*Given request*:
Can you reproduce all of the data below verbatim, leaving the pictures out of your answer?

****************

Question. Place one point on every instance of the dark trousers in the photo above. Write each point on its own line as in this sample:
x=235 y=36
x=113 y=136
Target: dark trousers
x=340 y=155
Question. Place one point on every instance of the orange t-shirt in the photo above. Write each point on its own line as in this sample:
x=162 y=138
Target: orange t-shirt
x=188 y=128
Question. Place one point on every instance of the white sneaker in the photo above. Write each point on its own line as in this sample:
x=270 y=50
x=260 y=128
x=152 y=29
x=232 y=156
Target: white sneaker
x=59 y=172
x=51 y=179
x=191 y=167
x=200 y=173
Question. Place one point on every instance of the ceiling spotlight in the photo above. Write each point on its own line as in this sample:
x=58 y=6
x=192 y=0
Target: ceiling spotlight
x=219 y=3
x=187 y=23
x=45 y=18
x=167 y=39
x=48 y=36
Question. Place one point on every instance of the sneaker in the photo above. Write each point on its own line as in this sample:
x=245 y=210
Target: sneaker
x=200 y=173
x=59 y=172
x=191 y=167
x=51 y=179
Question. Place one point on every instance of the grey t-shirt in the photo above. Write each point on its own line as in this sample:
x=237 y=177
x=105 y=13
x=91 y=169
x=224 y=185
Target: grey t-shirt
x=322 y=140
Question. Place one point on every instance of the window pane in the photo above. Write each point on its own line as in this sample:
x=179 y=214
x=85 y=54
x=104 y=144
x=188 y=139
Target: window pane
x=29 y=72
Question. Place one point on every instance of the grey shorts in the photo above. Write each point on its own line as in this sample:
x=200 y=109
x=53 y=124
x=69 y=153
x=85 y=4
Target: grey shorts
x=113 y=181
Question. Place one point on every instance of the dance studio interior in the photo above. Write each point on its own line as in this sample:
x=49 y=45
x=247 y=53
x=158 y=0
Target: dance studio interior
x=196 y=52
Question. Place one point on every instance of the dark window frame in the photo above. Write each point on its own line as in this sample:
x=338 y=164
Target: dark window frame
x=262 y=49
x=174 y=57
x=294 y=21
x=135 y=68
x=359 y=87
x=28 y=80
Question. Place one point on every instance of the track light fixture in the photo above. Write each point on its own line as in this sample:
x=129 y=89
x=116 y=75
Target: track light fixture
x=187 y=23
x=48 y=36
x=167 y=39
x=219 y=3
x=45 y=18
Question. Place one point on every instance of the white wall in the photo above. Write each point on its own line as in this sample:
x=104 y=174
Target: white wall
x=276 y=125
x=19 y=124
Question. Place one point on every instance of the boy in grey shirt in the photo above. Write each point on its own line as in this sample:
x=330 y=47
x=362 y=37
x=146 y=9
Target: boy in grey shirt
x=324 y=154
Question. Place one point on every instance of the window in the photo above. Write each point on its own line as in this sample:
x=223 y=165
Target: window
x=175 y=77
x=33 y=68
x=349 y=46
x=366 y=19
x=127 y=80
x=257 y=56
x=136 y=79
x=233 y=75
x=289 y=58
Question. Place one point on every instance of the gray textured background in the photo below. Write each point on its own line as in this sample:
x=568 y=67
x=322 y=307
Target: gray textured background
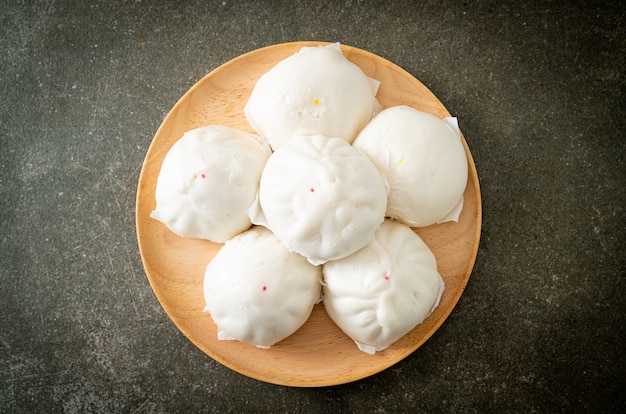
x=539 y=91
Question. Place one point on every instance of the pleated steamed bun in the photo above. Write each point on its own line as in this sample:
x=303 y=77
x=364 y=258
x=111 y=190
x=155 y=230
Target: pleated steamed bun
x=424 y=161
x=322 y=197
x=257 y=291
x=208 y=181
x=316 y=89
x=380 y=293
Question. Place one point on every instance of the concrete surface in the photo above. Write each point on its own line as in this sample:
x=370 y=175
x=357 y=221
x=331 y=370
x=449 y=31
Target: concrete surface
x=539 y=90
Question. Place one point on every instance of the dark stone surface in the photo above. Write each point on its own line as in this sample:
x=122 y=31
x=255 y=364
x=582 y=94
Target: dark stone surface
x=539 y=90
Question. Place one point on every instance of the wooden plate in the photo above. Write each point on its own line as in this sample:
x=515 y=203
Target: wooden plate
x=318 y=354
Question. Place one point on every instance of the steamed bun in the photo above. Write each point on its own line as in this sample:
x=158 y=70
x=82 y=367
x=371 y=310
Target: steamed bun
x=424 y=162
x=322 y=197
x=257 y=291
x=208 y=180
x=318 y=90
x=380 y=293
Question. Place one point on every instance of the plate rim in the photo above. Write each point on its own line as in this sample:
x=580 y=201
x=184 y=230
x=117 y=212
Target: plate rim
x=242 y=370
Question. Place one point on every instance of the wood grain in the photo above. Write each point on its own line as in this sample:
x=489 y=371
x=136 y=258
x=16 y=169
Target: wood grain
x=318 y=354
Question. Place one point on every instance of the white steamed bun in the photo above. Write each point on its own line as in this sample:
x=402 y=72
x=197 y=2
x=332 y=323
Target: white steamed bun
x=316 y=89
x=424 y=161
x=208 y=180
x=322 y=197
x=257 y=291
x=380 y=293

****************

*Response to this exercise*:
Question. Place one point on every instance of the dark trousers in the photo above. Write each point on its own line as in this sample:
x=235 y=36
x=113 y=136
Target: dark trousers
x=340 y=155
Question. Place one point on every instance of the orange t-shirt in the photo above. Write each point on its own line as in this sample:
x=162 y=138
Target: orange t-shirt
x=188 y=128
Question. Place one point on every instance of the white sneaker in the photo above. Write each point on its own line as in this sample:
x=270 y=50
x=260 y=128
x=152 y=29
x=232 y=156
Target: white sneaker
x=59 y=172
x=51 y=179
x=191 y=167
x=200 y=173
Question. Place one point on every instance of the ceiling spotlight in the photo above. Write each point on its own line as in this sample:
x=58 y=6
x=192 y=0
Target: ceiling spotlight
x=219 y=3
x=187 y=23
x=45 y=18
x=167 y=39
x=48 y=36
Question. Place one point on every instance of the sneaker in the photo above. Write each point on its own line as in this sample:
x=245 y=210
Target: sneaker
x=200 y=173
x=59 y=172
x=191 y=167
x=51 y=179
Question. Place one point on every instance of the grey t-shirt in the photo above. Write each point on its own line as in this sample:
x=237 y=177
x=105 y=13
x=91 y=169
x=224 y=185
Target: grey t-shirt
x=322 y=140
Question. Place one point on every instance of the window pane in the photo above. Write each point on its own line as in this sample:
x=179 y=214
x=85 y=54
x=104 y=144
x=188 y=139
Target: window pane
x=29 y=72
Question. Place one point on every instance of the grey shorts in the photo above. Write each point on its own line as in this sample:
x=200 y=109
x=53 y=124
x=69 y=153
x=85 y=4
Target: grey shorts
x=113 y=181
Question. Place one point on every instance of the dance studio interior in the photo above. Write each point on its own line as in this sample:
x=49 y=45
x=247 y=53
x=158 y=0
Target: dance studio interior
x=196 y=52
Question. Place one point on every instance of the dark window frame in the photo above. Write each point on its own line as in this sample:
x=338 y=164
Target: dark window frame
x=262 y=49
x=174 y=57
x=294 y=21
x=135 y=68
x=359 y=87
x=28 y=80
Question. Place one point on every instance of the track light fixture in the photo above. Write each point on its own line as in this sample:
x=129 y=89
x=116 y=75
Target: track light fixture
x=187 y=23
x=48 y=36
x=167 y=39
x=219 y=3
x=45 y=18
Question. Place one point on every instance of the white wall in the photo above. Write each point on its own line as in this sample:
x=104 y=174
Target: white wall
x=276 y=125
x=19 y=124
Question. Place one point on every instance of the boy in grey shirt in the photo above. Write each point on its own line as in this sample:
x=330 y=47
x=362 y=37
x=146 y=9
Target: boy in grey shirt
x=324 y=154
Question. Place one point on every instance of the window in the photo above. Write each point on its own line as in this sample:
x=223 y=165
Target: window
x=175 y=77
x=33 y=68
x=349 y=46
x=366 y=19
x=127 y=80
x=257 y=56
x=136 y=79
x=233 y=75
x=289 y=58
Question. Place one point on every instance of the gray textured background in the photo below. Write each point on its own line as in this sample:
x=568 y=67
x=322 y=307
Target: gray textured background
x=539 y=91
Question. Place one point on every instance of the pleated steamed bun in the photo above. Write each point on its own line as in this sample:
x=303 y=77
x=364 y=258
x=111 y=190
x=155 y=230
Target: pleated steamed bun
x=424 y=161
x=322 y=197
x=257 y=291
x=208 y=181
x=316 y=89
x=380 y=293
Question. Place one point on every instance of the concrete surface in the photo above. Write each point on its own line as in this sample:
x=370 y=175
x=357 y=221
x=331 y=370
x=449 y=31
Target: concrete surface
x=539 y=90
Question. Place one point on every instance of the dark stone surface in the photo above. Write each point on its own line as in this sample:
x=122 y=31
x=255 y=364
x=582 y=94
Target: dark stone surface
x=539 y=90
Question. Place one point on every instance of the wooden plate in the photo above. Write each point on its own line as in this sample:
x=515 y=203
Target: wooden plate
x=318 y=354
Question. Place one point on every instance of the steamed bun in the photo above. Write each point on its own line as in this sample:
x=158 y=70
x=82 y=367
x=371 y=310
Target: steamed bun
x=424 y=162
x=322 y=197
x=257 y=291
x=208 y=180
x=318 y=90
x=380 y=293
Question. Place one point on every instance of the plate rim in the photo above. Write each point on its own line as in this sample:
x=580 y=201
x=184 y=230
x=117 y=212
Target: plate rim
x=242 y=370
Question. Place one point on every instance of the wood grain in the photo above. Write each point on its own line as in this sample:
x=489 y=371
x=136 y=258
x=16 y=169
Target: wood grain
x=318 y=354
Question. Place one point on every instance of the white steamed bun in the photo above. Write each point on its own line as in this sample:
x=402 y=72
x=197 y=2
x=332 y=323
Target: white steamed bun
x=316 y=89
x=424 y=161
x=208 y=180
x=322 y=197
x=257 y=291
x=380 y=293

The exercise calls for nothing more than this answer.